#### [FRAGMENTO]
########################################
Donde mirar hacia otro lado se ha vuelto el camino más fácil de todos. En el que las tragedias apenas sacuden la superficie emocional de la gente y pronto se desvanecen en la rutina diaria.

Una indiferencia que ya ha sido normalizada, silenciosa y que va en franco crecimiento, amenazando con quebrar los cimientos de nuestra sociedad.

Lo vemos con crudeza en lo ocurrido recientemente, donde 232 personas perdieron la vida por un hecho tan evitable como imperdonable: la falta de mantenimiento a una estructura que debía ser segura.

¿Cómo es posible que una omisión tan básica, dar seguimiento al estado de un edificio, haya desencadenado semejante catástrofe?

La respuesta duele más que el hecho: porque a nadie le importó lo suficiente. Porque lo dejamos pasar. Porque la negligencia se vuelve rutina cuando nadie exige, cuando nadie actúa.

Pero esta desconexión no es solo institucional. La vivimos en lo cotidiano, en nuestros propios entornos. En los edificios donde convivimos, en nuestros espacios comunes, donde muchos prefieren ignorar las carencias reales con tal de no asumir responsabilidades.

En la comodidad de no involucrarse, en el silencio que valida la omisión. He sido testigo de esto. Lo que debería ser un esfuerzo compartido por el bienestar común, se ha transformado en una batalla constante contra la apatía. Hay una alarmante desconexión con el sentido de pertenencia.

Como si lo colectivo ya no importara. Como si los problemas del otro nunca fueran a tocarnos.
########################################
#### [SECCIÓN DE DATOS]
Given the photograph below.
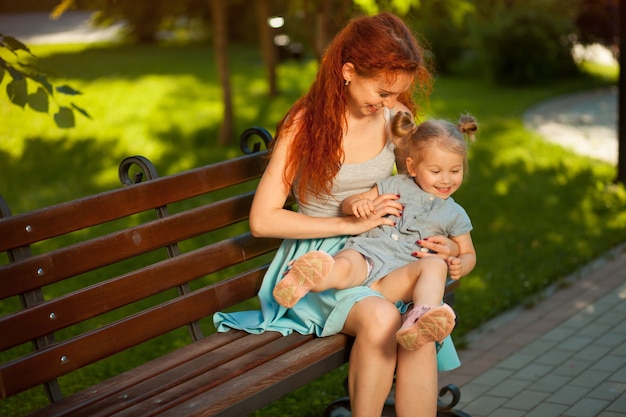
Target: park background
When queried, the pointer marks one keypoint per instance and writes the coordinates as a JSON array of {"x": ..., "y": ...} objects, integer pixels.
[{"x": 540, "y": 211}]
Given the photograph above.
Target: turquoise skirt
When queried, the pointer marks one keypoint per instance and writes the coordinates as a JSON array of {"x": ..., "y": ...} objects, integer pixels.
[{"x": 322, "y": 314}]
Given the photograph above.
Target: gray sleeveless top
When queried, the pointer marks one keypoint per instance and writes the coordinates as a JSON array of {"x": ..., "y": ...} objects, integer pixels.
[{"x": 352, "y": 179}]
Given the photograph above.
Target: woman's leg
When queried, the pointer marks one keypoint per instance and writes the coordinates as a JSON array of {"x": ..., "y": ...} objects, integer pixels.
[
  {"x": 416, "y": 382},
  {"x": 374, "y": 321}
]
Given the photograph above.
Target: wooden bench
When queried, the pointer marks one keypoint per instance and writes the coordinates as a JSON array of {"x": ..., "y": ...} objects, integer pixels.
[{"x": 107, "y": 273}]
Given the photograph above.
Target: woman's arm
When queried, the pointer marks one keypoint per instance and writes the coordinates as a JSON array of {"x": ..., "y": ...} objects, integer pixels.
[
  {"x": 268, "y": 218},
  {"x": 464, "y": 263}
]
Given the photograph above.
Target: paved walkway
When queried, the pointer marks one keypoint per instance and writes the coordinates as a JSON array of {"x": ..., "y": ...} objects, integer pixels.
[
  {"x": 585, "y": 122},
  {"x": 565, "y": 356}
]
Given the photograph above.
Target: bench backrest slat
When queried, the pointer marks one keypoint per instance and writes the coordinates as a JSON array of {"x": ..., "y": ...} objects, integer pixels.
[
  {"x": 106, "y": 277},
  {"x": 86, "y": 303},
  {"x": 72, "y": 354},
  {"x": 40, "y": 270}
]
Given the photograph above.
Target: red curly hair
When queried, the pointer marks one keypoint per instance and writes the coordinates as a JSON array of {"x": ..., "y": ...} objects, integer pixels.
[{"x": 376, "y": 45}]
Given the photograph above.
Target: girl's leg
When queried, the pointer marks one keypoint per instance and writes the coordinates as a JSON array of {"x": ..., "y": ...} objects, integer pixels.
[
  {"x": 422, "y": 281},
  {"x": 374, "y": 321},
  {"x": 416, "y": 382},
  {"x": 318, "y": 271}
]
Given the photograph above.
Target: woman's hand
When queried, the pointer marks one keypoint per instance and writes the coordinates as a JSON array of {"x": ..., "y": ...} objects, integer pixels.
[
  {"x": 455, "y": 267},
  {"x": 442, "y": 246}
]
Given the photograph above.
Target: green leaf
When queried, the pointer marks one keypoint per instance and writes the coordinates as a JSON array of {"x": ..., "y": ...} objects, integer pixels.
[
  {"x": 14, "y": 45},
  {"x": 64, "y": 118},
  {"x": 81, "y": 111},
  {"x": 38, "y": 101},
  {"x": 66, "y": 89},
  {"x": 15, "y": 73},
  {"x": 16, "y": 90}
]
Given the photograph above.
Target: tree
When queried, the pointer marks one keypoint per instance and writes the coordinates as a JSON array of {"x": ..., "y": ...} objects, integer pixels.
[
  {"x": 23, "y": 74},
  {"x": 621, "y": 152}
]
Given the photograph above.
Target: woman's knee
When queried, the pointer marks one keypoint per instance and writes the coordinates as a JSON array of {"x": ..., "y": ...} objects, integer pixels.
[{"x": 374, "y": 318}]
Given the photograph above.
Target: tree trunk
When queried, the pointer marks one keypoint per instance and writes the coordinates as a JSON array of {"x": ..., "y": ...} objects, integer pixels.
[
  {"x": 621, "y": 131},
  {"x": 220, "y": 45},
  {"x": 267, "y": 45}
]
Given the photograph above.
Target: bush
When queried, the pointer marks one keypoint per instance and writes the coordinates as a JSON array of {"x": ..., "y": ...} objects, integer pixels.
[{"x": 522, "y": 45}]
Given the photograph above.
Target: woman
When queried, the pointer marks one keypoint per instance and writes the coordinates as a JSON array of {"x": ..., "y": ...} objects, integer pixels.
[{"x": 332, "y": 143}]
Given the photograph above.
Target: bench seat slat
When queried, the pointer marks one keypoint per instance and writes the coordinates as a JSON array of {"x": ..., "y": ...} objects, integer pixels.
[
  {"x": 24, "y": 229},
  {"x": 267, "y": 382},
  {"x": 210, "y": 370},
  {"x": 41, "y": 366},
  {"x": 98, "y": 252},
  {"x": 85, "y": 304},
  {"x": 102, "y": 392}
]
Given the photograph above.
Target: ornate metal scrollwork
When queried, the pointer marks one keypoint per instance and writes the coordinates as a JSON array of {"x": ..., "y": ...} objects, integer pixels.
[
  {"x": 447, "y": 409},
  {"x": 147, "y": 169},
  {"x": 341, "y": 406},
  {"x": 245, "y": 139}
]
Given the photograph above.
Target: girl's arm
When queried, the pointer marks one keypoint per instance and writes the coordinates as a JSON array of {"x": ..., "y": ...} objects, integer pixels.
[
  {"x": 369, "y": 203},
  {"x": 464, "y": 263},
  {"x": 268, "y": 218}
]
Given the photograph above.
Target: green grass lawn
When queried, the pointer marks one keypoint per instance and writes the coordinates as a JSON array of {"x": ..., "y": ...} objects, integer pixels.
[{"x": 539, "y": 211}]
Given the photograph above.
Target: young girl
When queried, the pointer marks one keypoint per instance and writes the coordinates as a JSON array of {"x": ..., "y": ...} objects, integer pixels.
[{"x": 384, "y": 258}]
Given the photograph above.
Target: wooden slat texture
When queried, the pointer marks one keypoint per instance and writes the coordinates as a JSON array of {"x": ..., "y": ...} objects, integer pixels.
[
  {"x": 87, "y": 303},
  {"x": 37, "y": 225},
  {"x": 224, "y": 374}
]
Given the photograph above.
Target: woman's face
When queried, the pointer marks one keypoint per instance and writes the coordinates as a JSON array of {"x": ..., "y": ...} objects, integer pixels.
[{"x": 368, "y": 95}]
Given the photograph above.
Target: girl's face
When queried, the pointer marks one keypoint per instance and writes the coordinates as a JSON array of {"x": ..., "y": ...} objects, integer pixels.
[
  {"x": 369, "y": 95},
  {"x": 439, "y": 172}
]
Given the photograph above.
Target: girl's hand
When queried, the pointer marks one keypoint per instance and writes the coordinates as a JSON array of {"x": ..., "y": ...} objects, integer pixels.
[
  {"x": 455, "y": 268},
  {"x": 442, "y": 246},
  {"x": 362, "y": 208}
]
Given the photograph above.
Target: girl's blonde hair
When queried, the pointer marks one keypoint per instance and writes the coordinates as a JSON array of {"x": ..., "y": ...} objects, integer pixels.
[{"x": 434, "y": 132}]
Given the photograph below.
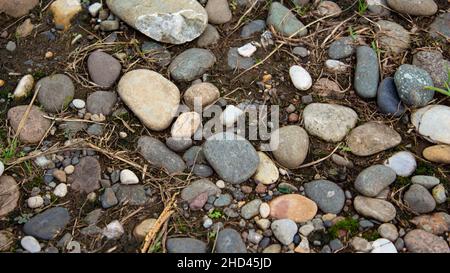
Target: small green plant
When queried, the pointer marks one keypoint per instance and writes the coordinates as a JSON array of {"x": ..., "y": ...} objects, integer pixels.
[
  {"x": 215, "y": 214},
  {"x": 362, "y": 7}
]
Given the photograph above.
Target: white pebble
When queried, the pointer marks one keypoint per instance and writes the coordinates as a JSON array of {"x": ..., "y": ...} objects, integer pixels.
[
  {"x": 79, "y": 104},
  {"x": 30, "y": 244},
  {"x": 128, "y": 177},
  {"x": 60, "y": 190},
  {"x": 247, "y": 50},
  {"x": 300, "y": 77},
  {"x": 35, "y": 202}
]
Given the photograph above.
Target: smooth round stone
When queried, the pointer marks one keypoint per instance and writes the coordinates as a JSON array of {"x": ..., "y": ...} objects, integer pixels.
[
  {"x": 293, "y": 206},
  {"x": 141, "y": 230},
  {"x": 202, "y": 94},
  {"x": 383, "y": 246},
  {"x": 374, "y": 179},
  {"x": 230, "y": 241},
  {"x": 426, "y": 181},
  {"x": 197, "y": 187},
  {"x": 178, "y": 144},
  {"x": 48, "y": 224},
  {"x": 411, "y": 82},
  {"x": 388, "y": 100},
  {"x": 186, "y": 125},
  {"x": 128, "y": 177},
  {"x": 169, "y": 21},
  {"x": 329, "y": 197},
  {"x": 388, "y": 231},
  {"x": 342, "y": 48},
  {"x": 185, "y": 245},
  {"x": 300, "y": 77},
  {"x": 284, "y": 21},
  {"x": 434, "y": 63},
  {"x": 156, "y": 104},
  {"x": 101, "y": 102},
  {"x": 290, "y": 145},
  {"x": 103, "y": 68},
  {"x": 60, "y": 190},
  {"x": 267, "y": 172},
  {"x": 439, "y": 194},
  {"x": 419, "y": 199},
  {"x": 366, "y": 72},
  {"x": 377, "y": 209},
  {"x": 330, "y": 122},
  {"x": 414, "y": 7},
  {"x": 284, "y": 230},
  {"x": 393, "y": 37},
  {"x": 218, "y": 11},
  {"x": 432, "y": 122},
  {"x": 420, "y": 241},
  {"x": 209, "y": 37},
  {"x": 372, "y": 138},
  {"x": 403, "y": 163},
  {"x": 252, "y": 27},
  {"x": 35, "y": 202},
  {"x": 30, "y": 244},
  {"x": 251, "y": 209},
  {"x": 232, "y": 157},
  {"x": 191, "y": 64},
  {"x": 236, "y": 61},
  {"x": 55, "y": 92}
]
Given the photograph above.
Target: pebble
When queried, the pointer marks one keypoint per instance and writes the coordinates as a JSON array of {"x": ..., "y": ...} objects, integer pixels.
########################################
#### [ACTIVIDADES PROPUESTAS]
1: ¿A qué atribuye el fragmento sobre la indiferencia social la muerte de 232 personas?
2: Explica por qué, según el fragmento sobre la indiferencia social, una omisión tan básica como dar seguimiento al estado de un edificio llegó a desencadenar semejante catástrofe.
3: Prosigue el fragmento sobre la indiferencia social a partir de su última oración.

#### [RESPUESTAS]
1: A la falta de mantenimiento a una estructura que debía ser segura.

2: Porque a nadie le importó lo suficiente y se dejó pasar. La negligencia se vuelve rutina cuando nadie exige y nadie actúa.

3:
La cultura del descuido

Cada vez que preferimos callar ante una injusticia, cada vez que dejamos pasar una irresponsabilidad, estamos validando la cultura del descuido.

Lo más preocupante es que la indiferencia no discrimina edades. La generación X, marcada por el deber y la estabilidad, muchas veces se refugia en el individualismo que han ido aprendiendo. Los millennials, abrumados por la hiperconectividad, están agotados de causas que parecen no tener fin ni efecto.

Y la generación Z, testigo de un mundo en crisis permanente, lucha contra la apatía. En todas las generaciones hay voces comprometidas, sí. Pero también hay muchas que ya no reaccionan, que han perdido la capacidad de conmoverse.

Cuando permitimos que la apatía tome las riendas, todos nos volvemos vulnerables. Cuando se rompe el techo de uno, el riesgo es de todos.

La indiferencia no es solo un acto de omisión en el presente: es una semilla que, si no se detiene, germinará en el futuro, que será marcado por la fragmentación, el cinismo y la desconfianza. Por ello, el costo de esta indiferencia es demasiado alto.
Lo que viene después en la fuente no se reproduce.